◆ Action item:
As soon as the line containing "box: [776, 607, 809, 631]" appears in the material below, start returning lines exactly, and end with the line containing "23L1211 10L1223 62L1077".
◆ ◆ ◆ ◆ ◆
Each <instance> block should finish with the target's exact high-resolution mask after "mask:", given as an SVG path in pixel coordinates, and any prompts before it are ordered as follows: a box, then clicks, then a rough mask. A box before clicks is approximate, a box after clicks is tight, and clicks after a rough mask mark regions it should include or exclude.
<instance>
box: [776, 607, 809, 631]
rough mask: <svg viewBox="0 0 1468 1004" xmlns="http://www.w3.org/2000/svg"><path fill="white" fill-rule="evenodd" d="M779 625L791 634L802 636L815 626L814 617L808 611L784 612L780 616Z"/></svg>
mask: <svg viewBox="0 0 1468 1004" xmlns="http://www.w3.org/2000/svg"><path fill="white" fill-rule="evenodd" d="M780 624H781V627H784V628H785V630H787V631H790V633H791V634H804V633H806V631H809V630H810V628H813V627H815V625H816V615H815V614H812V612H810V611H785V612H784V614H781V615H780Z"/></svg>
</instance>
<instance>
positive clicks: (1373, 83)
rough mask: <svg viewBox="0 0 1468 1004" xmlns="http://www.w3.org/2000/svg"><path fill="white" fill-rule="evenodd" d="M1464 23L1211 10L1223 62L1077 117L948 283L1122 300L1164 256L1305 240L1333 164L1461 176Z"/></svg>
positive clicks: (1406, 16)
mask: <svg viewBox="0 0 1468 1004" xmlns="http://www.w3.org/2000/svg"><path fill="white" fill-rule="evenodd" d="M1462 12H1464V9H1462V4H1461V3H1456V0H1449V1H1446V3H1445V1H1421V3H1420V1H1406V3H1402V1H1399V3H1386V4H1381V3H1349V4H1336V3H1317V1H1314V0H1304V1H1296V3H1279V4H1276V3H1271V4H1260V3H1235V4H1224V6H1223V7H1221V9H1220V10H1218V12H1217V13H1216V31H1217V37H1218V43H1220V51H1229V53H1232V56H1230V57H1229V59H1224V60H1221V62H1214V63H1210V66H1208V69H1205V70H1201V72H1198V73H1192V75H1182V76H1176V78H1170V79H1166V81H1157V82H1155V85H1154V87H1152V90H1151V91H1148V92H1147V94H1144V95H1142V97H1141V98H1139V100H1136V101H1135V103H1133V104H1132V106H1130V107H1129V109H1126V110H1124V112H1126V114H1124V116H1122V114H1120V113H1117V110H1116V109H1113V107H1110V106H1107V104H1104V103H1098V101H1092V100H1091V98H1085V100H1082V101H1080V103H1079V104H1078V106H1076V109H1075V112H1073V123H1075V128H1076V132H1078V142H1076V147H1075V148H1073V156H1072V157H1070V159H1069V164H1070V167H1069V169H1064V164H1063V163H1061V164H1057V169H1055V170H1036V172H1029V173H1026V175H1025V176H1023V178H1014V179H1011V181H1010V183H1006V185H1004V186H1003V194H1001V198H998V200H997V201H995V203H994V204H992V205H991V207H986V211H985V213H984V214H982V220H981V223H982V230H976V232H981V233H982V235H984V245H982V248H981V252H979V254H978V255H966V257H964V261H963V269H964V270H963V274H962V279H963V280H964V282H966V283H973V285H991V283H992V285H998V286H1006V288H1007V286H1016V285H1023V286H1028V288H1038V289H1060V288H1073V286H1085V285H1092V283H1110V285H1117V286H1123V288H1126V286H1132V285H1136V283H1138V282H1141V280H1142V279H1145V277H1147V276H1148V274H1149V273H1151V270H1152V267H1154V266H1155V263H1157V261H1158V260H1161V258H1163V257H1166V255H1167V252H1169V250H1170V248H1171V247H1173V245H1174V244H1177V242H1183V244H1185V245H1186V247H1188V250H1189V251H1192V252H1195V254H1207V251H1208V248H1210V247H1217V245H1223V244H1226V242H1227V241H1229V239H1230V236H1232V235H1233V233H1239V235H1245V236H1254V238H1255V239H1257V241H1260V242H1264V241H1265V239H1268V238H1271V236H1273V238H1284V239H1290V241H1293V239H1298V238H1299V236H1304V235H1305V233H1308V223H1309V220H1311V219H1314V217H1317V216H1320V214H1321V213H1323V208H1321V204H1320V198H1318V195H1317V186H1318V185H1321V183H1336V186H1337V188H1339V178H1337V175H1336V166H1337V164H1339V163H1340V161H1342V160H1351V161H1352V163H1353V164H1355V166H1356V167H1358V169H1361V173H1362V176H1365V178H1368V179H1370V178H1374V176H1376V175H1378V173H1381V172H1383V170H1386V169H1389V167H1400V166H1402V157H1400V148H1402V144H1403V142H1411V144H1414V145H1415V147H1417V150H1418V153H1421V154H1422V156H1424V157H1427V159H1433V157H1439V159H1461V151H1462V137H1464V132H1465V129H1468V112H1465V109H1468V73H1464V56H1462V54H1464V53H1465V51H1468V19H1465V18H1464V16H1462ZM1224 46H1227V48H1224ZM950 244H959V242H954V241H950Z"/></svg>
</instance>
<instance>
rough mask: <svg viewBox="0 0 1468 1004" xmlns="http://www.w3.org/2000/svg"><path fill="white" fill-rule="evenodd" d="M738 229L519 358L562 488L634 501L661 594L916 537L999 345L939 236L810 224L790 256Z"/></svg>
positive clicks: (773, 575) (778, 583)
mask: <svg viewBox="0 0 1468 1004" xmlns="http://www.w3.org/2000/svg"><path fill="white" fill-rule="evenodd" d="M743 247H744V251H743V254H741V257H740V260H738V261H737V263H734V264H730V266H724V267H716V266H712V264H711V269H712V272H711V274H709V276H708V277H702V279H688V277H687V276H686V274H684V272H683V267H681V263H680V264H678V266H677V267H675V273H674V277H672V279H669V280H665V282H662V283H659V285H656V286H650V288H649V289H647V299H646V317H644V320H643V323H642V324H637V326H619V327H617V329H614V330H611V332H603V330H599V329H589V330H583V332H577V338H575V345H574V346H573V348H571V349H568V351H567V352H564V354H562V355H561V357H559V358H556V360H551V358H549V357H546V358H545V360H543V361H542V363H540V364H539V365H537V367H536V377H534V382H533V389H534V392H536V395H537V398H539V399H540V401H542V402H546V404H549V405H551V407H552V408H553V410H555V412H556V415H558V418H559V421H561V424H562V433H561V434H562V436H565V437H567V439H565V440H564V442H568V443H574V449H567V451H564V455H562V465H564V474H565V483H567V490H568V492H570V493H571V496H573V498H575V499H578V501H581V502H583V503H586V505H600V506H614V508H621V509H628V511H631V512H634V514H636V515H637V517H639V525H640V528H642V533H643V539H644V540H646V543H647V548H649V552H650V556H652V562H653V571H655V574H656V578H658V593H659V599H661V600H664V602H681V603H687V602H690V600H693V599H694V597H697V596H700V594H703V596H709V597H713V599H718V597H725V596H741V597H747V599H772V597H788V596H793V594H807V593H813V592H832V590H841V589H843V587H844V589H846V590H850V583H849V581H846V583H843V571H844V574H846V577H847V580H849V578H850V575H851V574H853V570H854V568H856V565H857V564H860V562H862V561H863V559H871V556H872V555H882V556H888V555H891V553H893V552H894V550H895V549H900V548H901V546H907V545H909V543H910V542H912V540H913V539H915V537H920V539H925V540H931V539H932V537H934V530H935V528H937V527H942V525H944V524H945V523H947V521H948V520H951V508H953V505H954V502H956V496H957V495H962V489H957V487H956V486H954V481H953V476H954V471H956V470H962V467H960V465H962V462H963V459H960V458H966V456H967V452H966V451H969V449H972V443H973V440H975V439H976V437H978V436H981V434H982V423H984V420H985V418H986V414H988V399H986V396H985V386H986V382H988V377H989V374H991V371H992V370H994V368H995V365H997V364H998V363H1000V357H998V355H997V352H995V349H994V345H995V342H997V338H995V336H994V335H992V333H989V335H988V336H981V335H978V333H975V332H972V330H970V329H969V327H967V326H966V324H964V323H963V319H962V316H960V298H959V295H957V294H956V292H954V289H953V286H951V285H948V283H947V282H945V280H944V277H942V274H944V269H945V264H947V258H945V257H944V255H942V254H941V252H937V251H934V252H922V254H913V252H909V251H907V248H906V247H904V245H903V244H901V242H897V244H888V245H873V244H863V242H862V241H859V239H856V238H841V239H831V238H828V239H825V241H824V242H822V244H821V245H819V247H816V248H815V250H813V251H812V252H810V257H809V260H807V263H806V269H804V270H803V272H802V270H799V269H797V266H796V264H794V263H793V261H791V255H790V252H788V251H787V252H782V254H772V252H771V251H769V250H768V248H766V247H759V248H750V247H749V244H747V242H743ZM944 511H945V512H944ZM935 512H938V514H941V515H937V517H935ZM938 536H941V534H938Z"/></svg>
◆ ◆ ◆ ◆ ◆
◆ Exercise solution:
box: [776, 607, 809, 631]
rough mask: <svg viewBox="0 0 1468 1004" xmlns="http://www.w3.org/2000/svg"><path fill="white" fill-rule="evenodd" d="M779 625L791 634L802 636L815 626L814 617L808 611L784 612L780 616Z"/></svg>
mask: <svg viewBox="0 0 1468 1004" xmlns="http://www.w3.org/2000/svg"><path fill="white" fill-rule="evenodd" d="M780 624H781V627H784V628H785V630H787V631H790V633H791V634H804V633H806V631H809V630H810V628H813V627H815V625H816V615H815V614H812V612H810V611H785V612H784V614H781V615H780Z"/></svg>
</instance>
<instance>
positive clicks: (1373, 83)
rough mask: <svg viewBox="0 0 1468 1004" xmlns="http://www.w3.org/2000/svg"><path fill="white" fill-rule="evenodd" d="M1464 23L1211 10L1223 62L1077 117L948 283L1122 300L1164 256L1305 240L1333 164L1461 176Z"/></svg>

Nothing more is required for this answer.